┌─ Data listing

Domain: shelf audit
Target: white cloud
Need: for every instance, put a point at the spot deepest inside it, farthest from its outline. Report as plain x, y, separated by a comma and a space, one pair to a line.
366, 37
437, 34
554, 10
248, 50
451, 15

└─

**Task objective**
Rewrite the items above, replacing "white cloud" with "gray cloud" and leaving every other line and character unchanged.

**Written answer**
Domain: shelf audit
Target: gray cloud
Need: for every instance, put a point at the spot deepest inside it, farthest from its outline. Report as plain x, y, separated by a comma and a space, one pair to a line.
366, 37
437, 34
554, 10
248, 50
451, 15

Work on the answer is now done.